**Reading text**

--- Begin ---

Oh, boy: the driveway. Gravel shoals and rutted grass. If it rained, we’d have to live there ’til first frost. We huffed up out of the canopy and onto the top of a hill, into a field of daisies that ran away down into treetops, with a clear view of the lake, and the houses on the other side, and my house in Brooklyn, and France. A royal-blue dragonfly with Chanel cross-hatching patrolled the house. The local cicadas made friends with Campbell. Noecker emerged, and I supposed aloud that this, probably the most beautiful place I had ever seen for myself, including Lucca, would almost do.
It’s hard to describe the place. Over the table where we ate hung an aged print of Custer’s Last Stand, with a Marilyn postcard tucked into the bottom edge of the frame. That gets near it. That I had arrived, that the place was not the place before the next place, the inoffensive hotel anyplace, but was the place — that gets closer. Looking at Marilyn putting her lipstick on, unconcerned by the massacre inches from her marcel wave, I decided to stay and stop thinking, doing tic-y arithmetic, miles per gallon, miles per day, miles to Fort Dodge, Cheyenne, the sea. I brought in my bags.
I wrote a Revolting Snacks entry while the quintessential All Things Considered guest — says “absolutely” a lot, thinks the left-hand turn is destroying America — made sleepy noises on the radio. Sladek marched through a third draft in a back bedroom. We ate lunch at 4 PM, Spanish-style, and drank beer. Friends came by. Coffee the blessed consistency of syrup came by — Lord, deliver me from pitiable road coffee. I hadn’t had a decent cup since M. Giant and Trash’s house. You don’t realize road coffee is so shite at first; you just drink it, and drink more of it, and use your fourth cup before 10 AM to prop your right eyelid open, and wonder what drew together in the shadows this conspiracy against daytime alertness.
We climbed a hill and watched the sun take its leave. Back east, it creeps down, makes sure you get a good look. Up there, unimpeded, it dropped. I had never seen that before. I had seen restaurant taxidermy before, but not with “girl, please” expressions. I had never said the phrase “macaroni salad” that many times in one evening before, or suggested it as a pseudonym, and a night cream, and a weapon. I had never heard of the Santee/Sioux curse on white businesses that doomed a ski lift.
“How come those clouds aren’t moving?” I had never seen the Milky Way before.
We sat in the stars until late. I went to bed and slept without so much as turning over.
Tags: Big Country Little Car Tour Campbell friends good coffee shut up renovations
This was beautiful.
I feel I should bookmark this entry for days when I feel I can’t function. Reading this felt like a mini-vacation. Gorgeous. I hope to have a day like this in my near future…
This is gorgeous, and makes me question everything I ever assumed about the Midwest.

--- End ---

**Data lines**
--- Begin ---

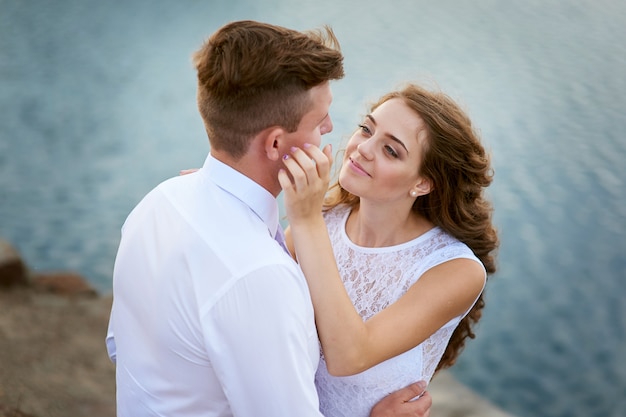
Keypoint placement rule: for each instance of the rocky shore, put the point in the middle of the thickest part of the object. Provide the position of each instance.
(53, 361)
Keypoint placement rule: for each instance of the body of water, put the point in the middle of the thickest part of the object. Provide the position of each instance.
(97, 106)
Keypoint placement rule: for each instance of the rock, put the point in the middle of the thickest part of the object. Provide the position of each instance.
(13, 271)
(63, 283)
(12, 412)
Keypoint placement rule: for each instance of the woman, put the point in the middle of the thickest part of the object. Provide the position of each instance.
(397, 255)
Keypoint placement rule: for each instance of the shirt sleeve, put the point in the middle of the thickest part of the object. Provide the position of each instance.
(262, 343)
(110, 340)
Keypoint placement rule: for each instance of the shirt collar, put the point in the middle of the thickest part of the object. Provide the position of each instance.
(249, 192)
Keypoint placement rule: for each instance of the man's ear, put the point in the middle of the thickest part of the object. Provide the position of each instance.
(273, 142)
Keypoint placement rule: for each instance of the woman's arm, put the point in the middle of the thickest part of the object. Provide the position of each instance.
(351, 345)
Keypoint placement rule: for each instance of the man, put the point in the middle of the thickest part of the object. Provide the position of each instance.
(210, 315)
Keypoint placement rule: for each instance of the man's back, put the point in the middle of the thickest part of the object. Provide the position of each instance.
(209, 304)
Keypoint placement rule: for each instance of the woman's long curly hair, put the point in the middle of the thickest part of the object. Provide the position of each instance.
(459, 168)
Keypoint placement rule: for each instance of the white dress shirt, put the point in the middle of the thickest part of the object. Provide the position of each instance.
(210, 316)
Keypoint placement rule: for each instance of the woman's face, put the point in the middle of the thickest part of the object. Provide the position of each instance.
(382, 159)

--- End ---

**Problems and tasks**
a – Answer these questions from the road-trip entry, one per line:
(i) What print hung over the table where the group ate?
(ii) At what time did they eat lunch?
(iii) What does the writer say, right after asking why the clouds aren't moving, that they had never seen before?
b – Turn the part of the rows that opens with the line containing "woman's arm, put" and continues through the last row into a numbered list, one line per item, leaving out any blank lines.

**Problem solutions**
a –
(i) An aged print of Custer's Last Stand, with a Marilyn postcard tucked into the bottom edge of the frame.
(ii) At 4 PM, Spanish-style.
(iii) The Milky Way.

b –
1. Keypoint placement rule: for each instance of the woman's arm, put the point in the middle of the thickest part of the object. Provide the position of each instance.
2. (351, 345)
3. Keypoint placement rule: for each instance of the man, put the point in the middle of the thickest part of the object. Provide the position of each instance.
4. (210, 315)
5. Keypoint placement rule: for each instance of the man's back, put the point in the middle of the thickest part of the object. Provide the position of each instance.
6. (209, 304)
7. Keypoint placement rule: for each instance of the woman's long curly hair, put the point in the middle of the thickest part of the object. Provide the position of each instance.
8. (459, 168)
9. Keypoint placement rule: for each instance of the white dress shirt, put the point in the middle of the thickest part of the object. Provide the position of each instance.
10. (210, 316)
11. Keypoint placement rule: for each instance of the woman's face, put the point in the middle of the thickest part of the object. Provide the position of each instance.
12. (382, 159)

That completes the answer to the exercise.